確認用本文:
- - - - -
中には、「既婚上司や先輩との不倫」という泥沼に堕ちる女医(特にIII期以降)も散見されるが、成婚の可能性は限りなくゼロに近い。既婚男性は、「黒タグを貼って放置」がガイドラインとして推奨されている。
また、独身B群のA/C判定方法としては、以下のような「押して引く」メソッドが有効である。
交際6カ月以上のカップルで
【悪い例1】
女「ウチの親が家に招待したいって言ってるんだけど、こんどの日曜日どう?」
男「え~、久しぶりの休みなのに寝たいよ。同業者だったら理解できるだろ」
女「そうなの、ごめんね。その日はのんびりしよう(妻になるには尽くさなくっちゃ)」
【悪い例2】
女「ウチの親が家に招待したいって言ってるんだけど、こんどの日曜日どう?」
男「え~、久しぶりの休みなのに寝たいよ」
女「キー!私のこと真剣に考えてないのね!!(暴れる)」
【良い例】
女「ウチの親が家に招待したいって言ってるんだけど、こんどの日曜日どう?」
男「え~、久しぶりの休みなのに寝たいよ。同業者だったら理解できるだろ」
女「そうなの(悲しそうに)。わかった、今日はもう帰るね」
その後、デート・メール・LINEが激減する。久々に病院で再会すると
男「最近さあ、なんかあったの?」
女「ウチの父が具合悪くって、なるべく安心させてあげたいの。じゃあね。」
と立ち去る。
「押して引く」メソッドとは「結婚へ向かう活動をもちかけて、それを拒絶する男性には交際中断期間を設ける」作戦である。男性が成婚方向に動けば交際再開すればよいし、そのまま関係が途絶すれば次の出会いを探すべきである。
4.サンク(sunk埋没)コストに執着すべからず
サンク(sunk埋没)コストとは経済学用語であり、既に投下した金銭・時間コストのうち、事業から撤退しても戻らないコストを指す。「1800円のチケットを買った2時間の映画が、上映10分でつまらないと分かった場合、すぐに出てくるのが合理的」のようなものである。
この場合、「1800円と10分」はサンクコストだが、残りの110分を有効に使うことができる。しかしながら、「もったいない、元を取らなきゃ」と冷静さを失い、サンクコストを損切りできずに「1800円と120分」を丸々浪費する者も多い。
同様に、しばしば「学生時代から5年間も付き合ったのだから、結婚してくれるまでがんばる」と、漠然とB・C群(さらには既婚)男性に多大な恋愛リソースを投入して婚活をこじらせる女医が後を絶たない。
こういう行為は「既に2万スッたから、元をとるまで止めない」と10万スッてしまうパチンコオヤジと本質的には同じである。
医大受験や医師国家試験では「努力と成功率」は比例するが、恋愛・婚活はそうではない。
- - - - -
保存済みデータ項目:
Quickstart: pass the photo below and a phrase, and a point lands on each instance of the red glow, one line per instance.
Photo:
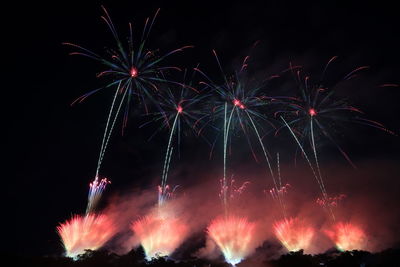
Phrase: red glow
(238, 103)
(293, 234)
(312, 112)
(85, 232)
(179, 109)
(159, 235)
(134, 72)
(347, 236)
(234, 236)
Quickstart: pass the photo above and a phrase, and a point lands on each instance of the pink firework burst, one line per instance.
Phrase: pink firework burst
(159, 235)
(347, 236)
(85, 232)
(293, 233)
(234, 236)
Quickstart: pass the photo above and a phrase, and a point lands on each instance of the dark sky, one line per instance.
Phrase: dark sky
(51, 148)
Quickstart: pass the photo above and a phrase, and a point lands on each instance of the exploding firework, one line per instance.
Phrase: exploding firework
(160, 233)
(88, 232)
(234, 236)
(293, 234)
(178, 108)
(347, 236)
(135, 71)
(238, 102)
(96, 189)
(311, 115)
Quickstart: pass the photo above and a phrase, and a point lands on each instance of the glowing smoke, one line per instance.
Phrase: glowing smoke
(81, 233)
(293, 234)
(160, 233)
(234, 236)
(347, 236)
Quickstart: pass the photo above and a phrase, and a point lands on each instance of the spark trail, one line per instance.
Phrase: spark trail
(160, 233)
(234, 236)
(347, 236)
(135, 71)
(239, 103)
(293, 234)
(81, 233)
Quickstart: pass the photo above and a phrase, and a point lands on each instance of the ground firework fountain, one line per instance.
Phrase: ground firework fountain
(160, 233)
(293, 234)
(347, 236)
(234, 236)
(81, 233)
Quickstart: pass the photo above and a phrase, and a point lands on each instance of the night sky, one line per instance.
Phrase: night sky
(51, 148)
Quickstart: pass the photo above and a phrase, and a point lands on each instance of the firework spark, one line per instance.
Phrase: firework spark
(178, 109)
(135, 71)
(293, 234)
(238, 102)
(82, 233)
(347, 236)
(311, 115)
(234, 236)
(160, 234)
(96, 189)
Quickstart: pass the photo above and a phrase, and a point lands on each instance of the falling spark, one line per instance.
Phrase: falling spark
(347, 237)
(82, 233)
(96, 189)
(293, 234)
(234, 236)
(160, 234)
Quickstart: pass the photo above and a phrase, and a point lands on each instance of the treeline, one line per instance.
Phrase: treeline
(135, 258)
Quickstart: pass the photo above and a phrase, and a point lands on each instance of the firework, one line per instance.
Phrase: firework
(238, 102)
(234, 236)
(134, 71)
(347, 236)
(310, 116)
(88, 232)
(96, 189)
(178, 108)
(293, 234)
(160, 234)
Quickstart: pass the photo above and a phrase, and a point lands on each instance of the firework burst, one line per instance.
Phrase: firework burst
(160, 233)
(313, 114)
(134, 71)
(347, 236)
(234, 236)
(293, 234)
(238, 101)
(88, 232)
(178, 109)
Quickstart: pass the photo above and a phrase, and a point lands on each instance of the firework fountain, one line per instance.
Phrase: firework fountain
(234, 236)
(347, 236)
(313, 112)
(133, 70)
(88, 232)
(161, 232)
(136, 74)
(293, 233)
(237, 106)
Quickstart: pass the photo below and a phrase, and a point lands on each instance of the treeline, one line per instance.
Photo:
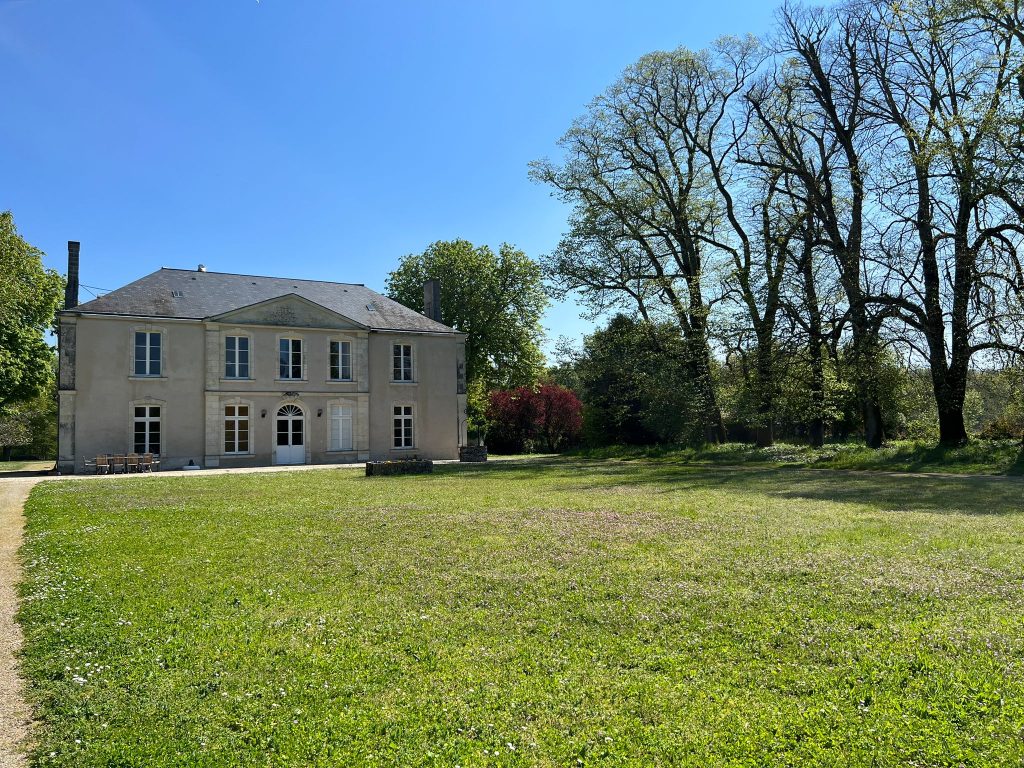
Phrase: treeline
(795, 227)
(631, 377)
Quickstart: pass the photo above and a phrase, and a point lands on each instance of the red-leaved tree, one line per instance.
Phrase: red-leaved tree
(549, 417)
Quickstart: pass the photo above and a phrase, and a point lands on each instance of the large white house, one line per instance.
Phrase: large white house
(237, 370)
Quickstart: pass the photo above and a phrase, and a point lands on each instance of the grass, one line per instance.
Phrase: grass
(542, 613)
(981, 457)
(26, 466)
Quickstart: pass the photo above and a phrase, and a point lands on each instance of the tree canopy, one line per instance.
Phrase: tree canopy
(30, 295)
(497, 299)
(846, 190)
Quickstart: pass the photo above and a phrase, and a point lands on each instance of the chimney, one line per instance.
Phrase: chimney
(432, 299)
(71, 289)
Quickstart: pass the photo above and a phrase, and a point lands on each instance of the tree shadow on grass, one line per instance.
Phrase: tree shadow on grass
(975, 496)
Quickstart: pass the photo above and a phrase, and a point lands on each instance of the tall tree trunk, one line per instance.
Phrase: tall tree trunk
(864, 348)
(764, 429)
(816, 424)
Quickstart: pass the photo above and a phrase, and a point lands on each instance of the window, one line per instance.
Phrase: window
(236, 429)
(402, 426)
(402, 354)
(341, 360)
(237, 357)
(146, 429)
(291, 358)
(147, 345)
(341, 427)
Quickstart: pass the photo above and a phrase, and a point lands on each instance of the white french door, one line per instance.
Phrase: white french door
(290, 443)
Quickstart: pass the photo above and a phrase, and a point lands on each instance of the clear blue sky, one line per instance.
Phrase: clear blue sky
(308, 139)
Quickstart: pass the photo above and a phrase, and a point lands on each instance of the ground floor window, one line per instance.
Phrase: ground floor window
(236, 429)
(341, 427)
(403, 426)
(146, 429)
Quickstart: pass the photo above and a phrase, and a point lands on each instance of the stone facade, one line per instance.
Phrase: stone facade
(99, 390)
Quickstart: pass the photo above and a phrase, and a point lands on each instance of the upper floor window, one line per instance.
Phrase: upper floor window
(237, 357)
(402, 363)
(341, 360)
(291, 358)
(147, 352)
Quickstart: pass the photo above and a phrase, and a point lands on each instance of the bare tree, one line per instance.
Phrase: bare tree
- - - - -
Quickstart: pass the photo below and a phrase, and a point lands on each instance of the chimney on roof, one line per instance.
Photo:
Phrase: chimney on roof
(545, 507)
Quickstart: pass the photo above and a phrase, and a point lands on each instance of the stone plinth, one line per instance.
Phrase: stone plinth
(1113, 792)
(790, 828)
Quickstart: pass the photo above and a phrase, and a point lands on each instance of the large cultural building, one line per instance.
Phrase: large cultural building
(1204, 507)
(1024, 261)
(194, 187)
- - - - -
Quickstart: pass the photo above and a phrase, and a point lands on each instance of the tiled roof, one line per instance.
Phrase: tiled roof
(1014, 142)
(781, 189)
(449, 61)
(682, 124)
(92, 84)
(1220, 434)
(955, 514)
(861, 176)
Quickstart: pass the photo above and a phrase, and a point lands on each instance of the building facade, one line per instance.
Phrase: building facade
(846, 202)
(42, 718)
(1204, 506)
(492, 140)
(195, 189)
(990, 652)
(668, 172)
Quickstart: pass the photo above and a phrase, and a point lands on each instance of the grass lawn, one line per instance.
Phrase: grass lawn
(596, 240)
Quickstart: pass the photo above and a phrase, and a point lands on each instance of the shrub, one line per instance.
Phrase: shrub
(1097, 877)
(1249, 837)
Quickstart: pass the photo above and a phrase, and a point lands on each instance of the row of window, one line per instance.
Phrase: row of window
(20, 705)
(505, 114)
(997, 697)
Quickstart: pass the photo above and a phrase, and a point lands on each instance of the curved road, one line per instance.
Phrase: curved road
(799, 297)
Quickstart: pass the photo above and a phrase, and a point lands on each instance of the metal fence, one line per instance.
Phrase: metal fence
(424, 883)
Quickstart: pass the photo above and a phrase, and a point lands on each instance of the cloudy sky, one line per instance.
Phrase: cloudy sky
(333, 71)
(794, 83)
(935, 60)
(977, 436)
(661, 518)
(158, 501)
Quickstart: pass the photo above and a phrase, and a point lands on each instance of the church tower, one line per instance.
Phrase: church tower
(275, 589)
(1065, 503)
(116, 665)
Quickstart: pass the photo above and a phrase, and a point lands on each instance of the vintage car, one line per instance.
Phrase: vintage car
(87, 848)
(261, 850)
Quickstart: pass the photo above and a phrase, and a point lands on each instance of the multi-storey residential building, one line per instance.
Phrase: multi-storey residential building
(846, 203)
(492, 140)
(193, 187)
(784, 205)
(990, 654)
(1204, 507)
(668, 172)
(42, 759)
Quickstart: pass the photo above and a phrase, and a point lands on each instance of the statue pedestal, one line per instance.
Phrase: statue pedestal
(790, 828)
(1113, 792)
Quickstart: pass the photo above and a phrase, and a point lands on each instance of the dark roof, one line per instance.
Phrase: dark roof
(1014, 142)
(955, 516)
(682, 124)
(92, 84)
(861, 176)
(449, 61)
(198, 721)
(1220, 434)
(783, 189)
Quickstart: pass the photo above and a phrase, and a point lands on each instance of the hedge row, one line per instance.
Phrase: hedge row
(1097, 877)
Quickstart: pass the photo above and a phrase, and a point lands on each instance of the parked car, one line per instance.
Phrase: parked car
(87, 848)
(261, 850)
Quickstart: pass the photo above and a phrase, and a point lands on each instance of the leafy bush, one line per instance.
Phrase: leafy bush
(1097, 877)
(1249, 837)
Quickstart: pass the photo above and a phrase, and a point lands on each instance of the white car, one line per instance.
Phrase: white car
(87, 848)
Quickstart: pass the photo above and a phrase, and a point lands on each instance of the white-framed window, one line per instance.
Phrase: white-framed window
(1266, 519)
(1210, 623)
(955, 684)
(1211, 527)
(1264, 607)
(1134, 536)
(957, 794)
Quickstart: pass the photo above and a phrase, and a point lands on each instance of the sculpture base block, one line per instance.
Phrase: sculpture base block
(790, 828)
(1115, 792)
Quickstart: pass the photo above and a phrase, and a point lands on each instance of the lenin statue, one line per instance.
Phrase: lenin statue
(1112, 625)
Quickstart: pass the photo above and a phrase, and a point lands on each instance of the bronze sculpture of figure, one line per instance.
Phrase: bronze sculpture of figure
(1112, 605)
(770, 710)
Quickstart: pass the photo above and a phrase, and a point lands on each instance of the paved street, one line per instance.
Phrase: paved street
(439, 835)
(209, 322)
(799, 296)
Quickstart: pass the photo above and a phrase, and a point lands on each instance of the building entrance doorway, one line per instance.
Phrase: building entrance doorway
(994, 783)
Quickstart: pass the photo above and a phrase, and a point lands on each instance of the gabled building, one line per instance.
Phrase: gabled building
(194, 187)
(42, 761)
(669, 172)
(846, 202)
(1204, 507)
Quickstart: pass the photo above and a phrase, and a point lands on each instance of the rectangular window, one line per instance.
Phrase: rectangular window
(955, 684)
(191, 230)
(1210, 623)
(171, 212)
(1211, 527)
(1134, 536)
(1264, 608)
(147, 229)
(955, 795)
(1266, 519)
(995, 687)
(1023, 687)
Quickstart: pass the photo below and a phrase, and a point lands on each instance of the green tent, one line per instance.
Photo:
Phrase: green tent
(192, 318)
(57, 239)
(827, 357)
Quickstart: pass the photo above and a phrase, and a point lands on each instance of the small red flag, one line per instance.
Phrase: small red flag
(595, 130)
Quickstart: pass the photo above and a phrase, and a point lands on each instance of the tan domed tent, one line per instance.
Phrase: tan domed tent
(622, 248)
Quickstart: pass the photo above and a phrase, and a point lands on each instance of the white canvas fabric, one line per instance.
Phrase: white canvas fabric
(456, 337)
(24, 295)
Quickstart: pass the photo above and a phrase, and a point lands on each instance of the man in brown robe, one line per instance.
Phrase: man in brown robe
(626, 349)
- - - - -
作業内容:
1: 婚活の文章では、サンクコストはどの分野の用語だとされていますか。
2: 婚活の文章にある「医大受験や医師国家試験では「努力と成功率」は比例するが、恋愛・婚活はそうではない。」という一文を英語に訳してください。
3: 婚活の文章を、最後の一文の次から書き継いでください。
項目は婚活の文章とは別の資料です。

回答一覧:
1: 経済学の用語です。

2: In medical school entrance exams and the national medical licensing exam, "effort and success rate" are proportional, but in romance and marriage hunting this is not the case.

3:
「彼を想い続けて、1日に何度も電話・メールしまくる」的な行為は、相手をドン引きさせる。男性は必ずしも、最も尽くしてくれた女性と結婚する訳ではない。むしろ「尽くしてもらうことが当たり前」になり「コイツはオレにぞっこんだから、何もしなくても逃げない」と認識されると、それ以上に関係を深めることを面倒がるケースも多い。
残念ながら、いったんC群(および不倫)フォルダに入った女性がA群に昇格する可能性は低い。それゆえに、「自分がC群扱いされている」と感じるならば「がんばって昇格を目指す」よりも「サンクコストに執着せず、次に行く」が婚活戦略として有用である。
既に投入した時間はサンクコストだが、それ以上の深入りを避けることで将来の時間リソースを浪費せずにすむ。関係中断によって「男が思いなおして、追いかけてくる」可能性もゼロではないし。
婚活とはミスコンではない。
100万人の男に「体重100㎏なんてあり得ない」と思われても、「あのプヨプヨボディがいいんだよ~」という男が一人現れれば成功するのである。III期以降に結果を出せる婚活戦略とは、「出会い→交際→トリアージ→結婚or次に行く」サイクルを、可能な限り数多く廻すことである。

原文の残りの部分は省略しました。